→ Actions à mener
(A) Répondre aux questions suivantes d'après la critique du film Parasol :
(i) De quel type d'œuvre Parasol est-il le premier exemple chez Valéry Rosier ?
(ii) Quelle durée la critique attribue-t-elle au programme proposé par le film ?
(iii) Quel lieu figure dans les plans qualifiés de « bouche-trous » ?
(B) Relever toutes les expressions placées entre guillemets droits dans la critique du film Parasol.
(C) Recopier à l'identique le passage de la critique du film Parasol allant de « Comme Valéry doit » jusqu'à « au mépris humain. ».

→ Texte fourni
%%

Accéder au contenu principal

Effeuillage



FESTIVAL INTERNATIONAL DU FILM FRANCOPHONE DE NAMUR



   Attention, tout beau spécimen de "film de crapule" vu cette année au FIFF : avec sa première fiction longue Parasol, le sympathique Valéry Rosier a bien de la chance d'avoir été à ce point marqué par les grandes heures télévisuelles de feu Strip-Tease. C'est vrai, c'est tout de même grandement utile lorsque l'on veut à tout prix filmer alors que l'on n'a strictement rien à filmer, excepté une fascination misanthrope de très mauvais goût pour les gens (les petites, surtout). Ainsi, on peut réaliser Strip-Tease, le film en enfumant tout le monde (dont ses propres comédiens : pauvre Julienne Goeffers - abuser de la confiance des personnes d'un certain âge, c'est pas bien, Valéry...).
   On est donc parti pour un joli programme : une heure et quart de cynisme ricanant, entretenant son petit jeu de connivence avec un spectateur complice. Où l'on suit momentanément trois existences simples ( voire simplettes ), en perdition de plus en plus avancée selon le bon plaisir du maître d'oeuvre Rosier. Le synopsis - aussi flou que le propos du film qu'il est censé résumer - nous parle "d'errances" : il est vrai que les personnages présentés ne sont guère flamboyants, se traînent ; en revanche ce qui pose sérieusement question, c'est l'intérêt malsain porté aux agissements, à la solitude de ces individus gentiment "à côté" peinant à trouver leur place, poussé jusqu'aux situations les moins glorieuses pour les protagonistes (ce qui faisait en somme tout le "sel" de Strip-Tease ).
   Comme Valéry doit faire tenir son fragile édifice plus d'une heure durant, il nous présente directement trois personnages "profondément humains" (dixit le dossier de presse : comprenez "misérables"), histoire de jeter encore un peu de poudre aux yeux à son public, au cas où il se montrerait aussi crétin qu'escompté devant ce désert de vacuité et de néant cinématographique. Pour un film d'une telle durée, on ne compte plus ces plans bouche-trous de Can Picafort quasi désert, et qui reviennent ponctuellement surappuyer cette idée d'un vide existentiel généralisé à toute l'Humanité, où s'infiltrerait par les anfractuosités tout l'ennui du monde ; Parasol est une authentique baudruche gonflée au rien, sinon au mépris humain.

%%

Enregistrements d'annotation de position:
%%

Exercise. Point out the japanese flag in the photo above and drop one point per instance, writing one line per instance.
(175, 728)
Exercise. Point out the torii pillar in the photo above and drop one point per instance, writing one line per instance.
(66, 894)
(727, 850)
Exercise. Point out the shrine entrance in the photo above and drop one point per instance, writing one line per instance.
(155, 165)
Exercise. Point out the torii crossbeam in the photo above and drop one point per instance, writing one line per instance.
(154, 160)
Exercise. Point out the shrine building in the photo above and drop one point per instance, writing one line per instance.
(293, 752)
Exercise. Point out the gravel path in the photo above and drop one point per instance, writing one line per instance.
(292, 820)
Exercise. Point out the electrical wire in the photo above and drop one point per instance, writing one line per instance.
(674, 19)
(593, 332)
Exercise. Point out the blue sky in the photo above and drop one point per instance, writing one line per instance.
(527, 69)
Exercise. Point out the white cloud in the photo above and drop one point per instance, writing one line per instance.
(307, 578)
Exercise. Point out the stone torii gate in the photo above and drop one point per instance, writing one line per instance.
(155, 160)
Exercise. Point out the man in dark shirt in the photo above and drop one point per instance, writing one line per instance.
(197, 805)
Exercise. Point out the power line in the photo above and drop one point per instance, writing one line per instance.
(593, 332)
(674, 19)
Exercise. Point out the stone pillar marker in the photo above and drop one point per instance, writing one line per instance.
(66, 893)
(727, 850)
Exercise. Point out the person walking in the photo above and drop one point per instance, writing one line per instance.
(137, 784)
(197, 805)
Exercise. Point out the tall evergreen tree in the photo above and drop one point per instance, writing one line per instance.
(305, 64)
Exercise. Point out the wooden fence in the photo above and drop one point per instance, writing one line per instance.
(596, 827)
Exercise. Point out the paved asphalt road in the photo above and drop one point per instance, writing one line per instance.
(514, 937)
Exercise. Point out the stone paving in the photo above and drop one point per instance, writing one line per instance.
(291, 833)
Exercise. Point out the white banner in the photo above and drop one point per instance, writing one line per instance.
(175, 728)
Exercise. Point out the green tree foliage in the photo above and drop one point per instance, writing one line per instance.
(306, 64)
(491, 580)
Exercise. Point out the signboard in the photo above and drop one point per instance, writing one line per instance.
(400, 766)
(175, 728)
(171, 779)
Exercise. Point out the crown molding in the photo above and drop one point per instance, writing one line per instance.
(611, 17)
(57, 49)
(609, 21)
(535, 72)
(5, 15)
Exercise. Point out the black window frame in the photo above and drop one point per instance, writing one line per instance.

%%

→ Réponses dans l'ordre
(A)
(i) Une fiction longue.
(ii) Une heure et quart.
(iii) Can Picafort.

(B)
- "film de crapule"
- "d'errances"
- "à côté"
- "sel"
- "profondément humains"
- "misérables"

(C)
Comme Valéry doit faire tenir son fragile édifice plus d'une heure durant, il nous présente directement trois personnages "profondément humains" (dixit le dossier de presse : comprenez "misérables"), histoire de jeter encore un peu de poudre aux yeux à son public, au cas où il se montrerait aussi crétin qu'escompté devant ce désert de vacuité et de néant cinématographique. Pour un film d'une telle durée, on ne compte plus ces plans bouche-trous de Can Picafort quasi désert, et qui reviennent ponctuellement surappuyer cette idée d'un vide existentiel généralisé à toute l'Humanité, où s'infiltrerait par les anfractuosités tout l'ennui du monde ; Parasol est une authentique baudruche gonflée au rien, sinon au mépris humain.